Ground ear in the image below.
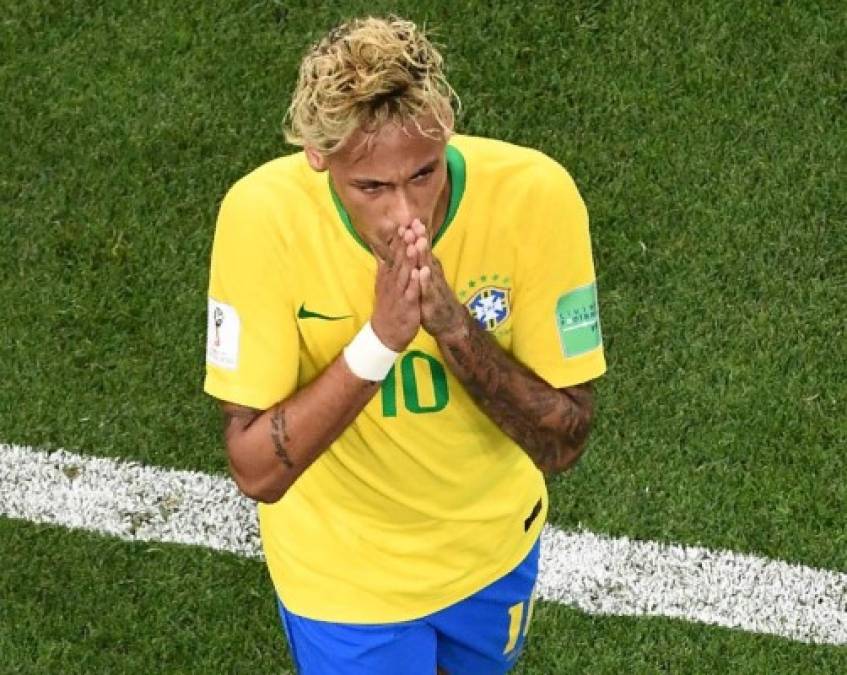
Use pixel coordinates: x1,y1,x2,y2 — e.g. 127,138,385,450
303,146,327,171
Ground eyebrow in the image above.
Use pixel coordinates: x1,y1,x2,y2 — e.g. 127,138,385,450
350,158,438,187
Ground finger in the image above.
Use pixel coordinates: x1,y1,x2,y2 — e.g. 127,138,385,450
403,268,421,302
390,230,406,269
411,218,426,237
418,267,432,297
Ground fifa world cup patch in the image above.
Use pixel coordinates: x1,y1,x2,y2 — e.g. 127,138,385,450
556,283,603,358
206,298,241,370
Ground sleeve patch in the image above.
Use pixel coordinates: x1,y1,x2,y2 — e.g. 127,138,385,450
206,298,241,370
556,283,603,358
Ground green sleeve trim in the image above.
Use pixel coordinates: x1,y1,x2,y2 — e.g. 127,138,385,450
327,145,466,253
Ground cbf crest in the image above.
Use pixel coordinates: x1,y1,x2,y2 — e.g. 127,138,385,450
459,274,512,331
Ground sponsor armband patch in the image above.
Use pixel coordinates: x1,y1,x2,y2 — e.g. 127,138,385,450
556,283,603,358
206,298,241,370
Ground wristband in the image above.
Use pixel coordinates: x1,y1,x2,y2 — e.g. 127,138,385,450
344,321,399,382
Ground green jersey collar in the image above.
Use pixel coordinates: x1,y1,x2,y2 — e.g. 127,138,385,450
328,145,465,252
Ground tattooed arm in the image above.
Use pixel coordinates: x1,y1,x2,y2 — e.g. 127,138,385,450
221,356,379,503
421,251,594,473
215,229,421,502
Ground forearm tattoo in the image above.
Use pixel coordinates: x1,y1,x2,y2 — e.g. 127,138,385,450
271,405,294,469
441,315,592,472
221,404,262,434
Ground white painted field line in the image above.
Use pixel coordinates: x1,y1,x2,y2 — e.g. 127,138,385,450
0,444,847,645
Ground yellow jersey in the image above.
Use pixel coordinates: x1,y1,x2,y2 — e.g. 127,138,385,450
205,135,606,623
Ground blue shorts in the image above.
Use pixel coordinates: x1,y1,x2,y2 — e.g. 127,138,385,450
279,539,540,675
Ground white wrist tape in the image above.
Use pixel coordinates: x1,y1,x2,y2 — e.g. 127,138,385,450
344,321,399,382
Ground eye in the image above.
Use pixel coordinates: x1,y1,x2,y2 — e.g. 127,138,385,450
412,169,433,183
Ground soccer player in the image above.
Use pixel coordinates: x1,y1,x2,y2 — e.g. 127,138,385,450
205,18,605,675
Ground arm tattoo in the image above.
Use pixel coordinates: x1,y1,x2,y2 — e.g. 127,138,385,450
439,315,592,472
221,403,262,434
271,405,294,469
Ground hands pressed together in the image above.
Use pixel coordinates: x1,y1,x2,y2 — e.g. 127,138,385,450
371,219,467,351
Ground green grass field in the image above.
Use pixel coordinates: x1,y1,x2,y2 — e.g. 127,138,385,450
0,0,847,674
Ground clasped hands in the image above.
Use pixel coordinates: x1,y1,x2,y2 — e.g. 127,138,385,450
371,219,467,352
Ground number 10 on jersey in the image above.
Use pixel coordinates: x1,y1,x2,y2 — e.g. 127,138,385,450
380,349,450,417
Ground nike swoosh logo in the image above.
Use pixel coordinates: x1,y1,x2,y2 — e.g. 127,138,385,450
297,302,350,321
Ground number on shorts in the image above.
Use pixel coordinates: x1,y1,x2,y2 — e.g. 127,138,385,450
503,597,535,654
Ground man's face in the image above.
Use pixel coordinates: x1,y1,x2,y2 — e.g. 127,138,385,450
310,118,450,258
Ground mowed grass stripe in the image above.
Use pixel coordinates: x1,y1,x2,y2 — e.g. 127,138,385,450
0,445,847,645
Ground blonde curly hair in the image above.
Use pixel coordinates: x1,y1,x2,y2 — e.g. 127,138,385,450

— Description of the task —
Put every line of the rows above into a numbered list, skipping blank lines. Leave the picture out.

— Exercise response —
1. Ground ear in the image below.
2. Use pixel coordinates: x1,y1,x2,y2 — e.g. 127,138,385,450
3. 303,146,327,171
4. Ground eyebrow in the image above.
5. Use pixel coordinates: x1,y1,x2,y2 — e.g. 127,138,385,450
6. 350,158,438,187
7. Ground finger in the image above.
8. Use pixel coordinates: x1,y1,x2,y2 — e.g. 127,138,385,450
9. 403,268,421,302
10. 390,230,406,269
11. 411,218,426,237
12. 418,267,432,297
13. Ground fifa world cup patch in the image above.
14. Use pixel coordinates: x1,y1,x2,y2 — e.g. 127,138,385,450
15. 556,283,603,358
16. 206,298,241,370
17. Ground sleeve patch in the image above.
18. Use pixel coordinates: x1,y1,x2,y2 — e.g. 127,138,385,450
19. 206,298,241,370
20. 556,283,603,358
21. Ground green sleeve trim in the image above.
22. Use pixel coordinates: x1,y1,x2,y2 — e.g. 127,138,385,450
23. 327,145,466,253
24. Ground cbf crest in the image above.
25. Use pixel coordinates: x1,y1,x2,y2 — e.g. 127,138,385,450
26. 459,274,512,331
27. Ground sponsor armband patch in the image above.
28. Use pixel coordinates: x1,y1,x2,y2 — e.g. 127,138,385,450
29. 556,283,603,358
30. 206,298,241,370
31. Ground wristband in the image above.
32. Use pixel coordinates: x1,y1,x2,y2 — e.g. 127,138,385,450
33. 344,321,399,382
34. Ground green jersey collar in the image above.
35. Use pixel coordinates: x1,y1,x2,y2 — e.g. 127,138,385,450
36. 328,145,465,252
37. Ground tattooed arm in the image above.
38. Use pixel coordinates: x1,y1,x2,y2 — e.g. 127,138,385,450
39. 221,356,379,503
40. 421,251,594,473
41. 215,229,421,502
42. Ground forearm tattoo in the image above.
43. Use pixel coordinates: x1,y1,x2,y2 — e.g. 127,138,385,450
44. 271,405,294,469
45. 441,315,592,472
46. 221,404,262,434
47. Ground white painted field line in the image above.
48. Use pixel coordinates: x1,y1,x2,y2 — e.g. 127,138,385,450
49. 0,444,847,645
50. Ground yellow jersey in the image above.
51. Use pixel coordinates: x1,y1,x2,y2 — e.g. 127,138,385,450
52. 205,135,606,623
53. Ground blue shorts in the image above.
54. Use pixel coordinates: x1,y1,x2,y2 — e.g. 127,138,385,450
55. 279,539,540,675
56. Ground white wrist tape in the image above.
57. Use pixel coordinates: x1,y1,x2,y2 — e.g. 127,138,385,450
58. 344,321,399,382
59. Ground eye in the image above.
60. Use pixel coordinates: x1,y1,x2,y2 — e.g. 127,138,385,450
61. 412,169,433,183
62. Ground soccer player in the image above.
63. Use pixel coordinates: x1,y1,x2,y2 — e.g. 127,138,385,450
64. 205,18,605,675
65. Ground arm tattoo in the image above.
66. Use pixel coordinates: x1,y1,x2,y2 — e.g. 127,138,385,450
67. 439,315,592,472
68. 221,403,262,434
69. 271,405,294,469
70. Ground hands pressed together in the image above.
71. Use pixel coordinates: x1,y1,x2,y2 — e.g. 127,138,385,450
72. 371,219,467,351
73. Ground green grass field in the image above.
74. Use pixel coordinates: x1,y1,x2,y2 — e.g. 127,138,385,450
75. 0,0,847,674
76. Ground clasped hands in the image above.
77. Use pixel coordinates: x1,y1,x2,y2 — e.g. 127,138,385,450
78. 371,219,467,352
79. Ground number 10 on jersey in the image above.
80. Use pixel coordinates: x1,y1,x2,y2 — e.g. 127,138,385,450
81. 380,349,450,417
82. Ground nike swoosh logo in the image above.
83. Use pixel coordinates: x1,y1,x2,y2 — e.g. 127,138,385,450
84. 297,302,350,321
85. Ground number on shorts in the image above.
86. Use pixel coordinates: x1,y1,x2,y2 — e.g. 127,138,385,450
87. 503,597,535,654
88. Ground man's face in the image above.
89. Use pixel coordinates: x1,y1,x2,y2 — e.g. 127,138,385,450
90. 310,118,450,258
91. Ground mowed grass stripe in the image above.
92. Use pixel coordinates: x1,y1,x2,y2 — e.g. 127,138,385,450
93. 0,445,847,645
94. Ground blonde curly hair in the image above.
95. Use pixel coordinates: x1,y1,x2,y2 — e.g. 127,138,385,450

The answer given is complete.